## Extrait cité
----
Assistées de Me Cyril BOURAYNE, avocat au barreau de PARIS, toque : P0369

PARTIES INTERVENANTES :

Société MID AMERICA OVERSEAS INC

ayant son siège social [Adresse 4]

[Adresse 4]

[Adresse 4]

Société de droit américain prise en la personne de ses représentants légaux domiciliés en cette qualité audit siège

Représentée par Me Jean-Didier MEYNARD de la SCP BRODU CICUREL MEYNARD, à la Cour, toque : P0240

Assistée de Me Vy loan HUYNH-OLIVIERI, avocat au barreau de PARIS, toque : P0132

SOCIETE ENVOYE SPECIAL NORMANDIE

ayant son siège social [Adresse 12]

[Adresse 12]

[Adresse 12]

prise en la personne de ses représentants légaux domiciliés en cette qualité audit siège

régulièrement assignée, n'ayant pas constitué avocat

COMPOSITION DE LA COUR :

L'affaire a été débattue le 02 Octobre 2014, en audience publique, devant la Cour composée de :

Madame Colette PERRIN, Présidente de chambre,

Monsieur Patrick BIROLLEAU, Président, chargé du rapport

Monsieur Olivier DOUVRELEUR, Conseiller

qui en ont délibéré

Greffier, lors des débats : Monsieur Bruno REITZER

ARRÊT :

- défaut.

- par mise à disposition de l'arrêt au greffe de la Cour, les parties en ayant été préalablement avisées dans les conditions prévues au deuxième alinéa de l'article 450 du code de procédure civile.

- signé par Madame Colette PERRIN, Présidente et par Monsieur Bruno REITZER, Greffier auquel la minute de la décision a été remise par le magistrat signataire.

****

Faits et procédure

Le 18 octobre 2007, la société Aircelle a acheté auprès de la société Cytec USA, 800 mètres de tissu en fibre de carbone, imprégnés de résine polymère destinés à la fabrication d'éléments de réacteurs. Ces éléments doivent être conservés à -18° C et la société Aircelle en a confié le transport depuis les Etats-Unis jusqu'à son site de production en France, à la société Henry Johnson, commissionnaire de transport.

La société Henry Johnson a sous-traité le transport terrestre aux Etats Unis et le transport aérien à la société Mid America Overseas, elle-même commissionnaire, et le transport terrestre final à la société Envoyé Spécial. La société Mid America Overseas a elle-même sous-traité le transport terrestre aux Etats Unis à la société Four Star Courier, et le transport aérien depuis [Localité 1] vers [Localité 2], à la société American Airlines.

Le contrat prévoyait une durée de transit entre la sortie d'usine et la livraison à Aircelle de l'ordre de 36 à 48 heures, avec une tolérance maximale de 48 à 72 heures, la marchandise devant être conservée à froid pendant le transport.

La société Cytec, fournisseur de la marchandise, l'a mise à disposition le 16 juin 2008. Deux colis, arrivés écrasés à l'aéroport de [Localité 1], ont été reconditionnés par Cytec. La marchandise a été expédiée par avion le 23 juin 2008. La société Mid America Overseas a obtenu auprès de la société L & L Propac les recharges de produit réfrigérant pour le stockage de la marchandise.
----
## Consigne écrite A
Réécrivez les lignes de la liste depuis la ligne contenant « Objective — one point per instance of the burlap cloth » jusqu'à la fin de la liste, en substituant « one point for each instance » à « one point per instance » et sans rien changer d'autre.

Lignes de jeu de données sur l'emplacement des objets
----
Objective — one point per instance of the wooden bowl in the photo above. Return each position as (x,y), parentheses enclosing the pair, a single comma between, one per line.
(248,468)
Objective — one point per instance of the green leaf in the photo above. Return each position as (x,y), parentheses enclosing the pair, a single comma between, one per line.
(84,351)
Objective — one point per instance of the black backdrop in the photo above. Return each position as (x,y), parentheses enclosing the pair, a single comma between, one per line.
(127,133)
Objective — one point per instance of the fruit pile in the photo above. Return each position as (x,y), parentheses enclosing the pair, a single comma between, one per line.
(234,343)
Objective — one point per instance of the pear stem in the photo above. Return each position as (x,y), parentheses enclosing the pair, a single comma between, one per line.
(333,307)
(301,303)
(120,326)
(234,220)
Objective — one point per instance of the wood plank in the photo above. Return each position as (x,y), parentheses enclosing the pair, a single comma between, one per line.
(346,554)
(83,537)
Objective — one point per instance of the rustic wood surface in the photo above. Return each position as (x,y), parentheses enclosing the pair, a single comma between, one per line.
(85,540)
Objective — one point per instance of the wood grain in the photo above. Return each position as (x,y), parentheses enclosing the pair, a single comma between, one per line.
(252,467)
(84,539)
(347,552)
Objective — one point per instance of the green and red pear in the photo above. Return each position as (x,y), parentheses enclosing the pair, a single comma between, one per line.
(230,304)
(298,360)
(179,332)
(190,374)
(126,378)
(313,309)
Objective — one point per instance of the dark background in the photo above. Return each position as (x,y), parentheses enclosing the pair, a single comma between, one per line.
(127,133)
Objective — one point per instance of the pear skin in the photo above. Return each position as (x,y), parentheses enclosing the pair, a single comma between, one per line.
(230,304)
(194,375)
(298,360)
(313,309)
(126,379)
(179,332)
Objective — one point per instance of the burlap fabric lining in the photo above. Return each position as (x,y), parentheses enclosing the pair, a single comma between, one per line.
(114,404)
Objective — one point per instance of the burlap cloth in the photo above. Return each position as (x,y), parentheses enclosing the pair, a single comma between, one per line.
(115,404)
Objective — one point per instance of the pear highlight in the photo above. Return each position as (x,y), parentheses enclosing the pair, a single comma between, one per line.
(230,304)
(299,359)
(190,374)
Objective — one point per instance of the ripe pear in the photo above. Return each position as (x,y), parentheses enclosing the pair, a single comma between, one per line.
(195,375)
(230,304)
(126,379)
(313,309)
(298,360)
----
## Consigne écrite B
Recopiez à l'identique l'extrait d'arrêt, en partant de « La société Henry Johnson a » et en continuant jusqu'à « société American Airlines. ».

## Réponse écrite A
Objective — one point for each instance of the burlap cloth in the photo above. Return each position as (x,y), parentheses enclosing the pair, a single comma between, one per line.
(115,404)
Objective — one point for each instance of the pear highlight in the photo above. Return each position as (x,y), parentheses enclosing the pair, a single comma between, one per line.
(230,304)
(299,359)
(190,374)
Objective — one point for each instance of the ripe pear in the photo above. Return each position as (x,y), parentheses enclosing the pair, a single comma between, one per line.
(195,375)
(230,304)
(126,379)
(313,309)
(298,360)

## Réponse écrite B
La société Henry Johnson a sous-traité le transport terrestre aux Etats Unis et le transport aérien à la société Mid America Overseas, elle-même commissionnaire, et le transport terrestre final à la société Envoyé Spécial. La société Mid America Overseas a elle-même sous-traité le transport terrestre aux Etats Unis à la société Four Star Courier, et le transport aérien depuis [Localité 1] vers [Localité 2], à la société American Airlines.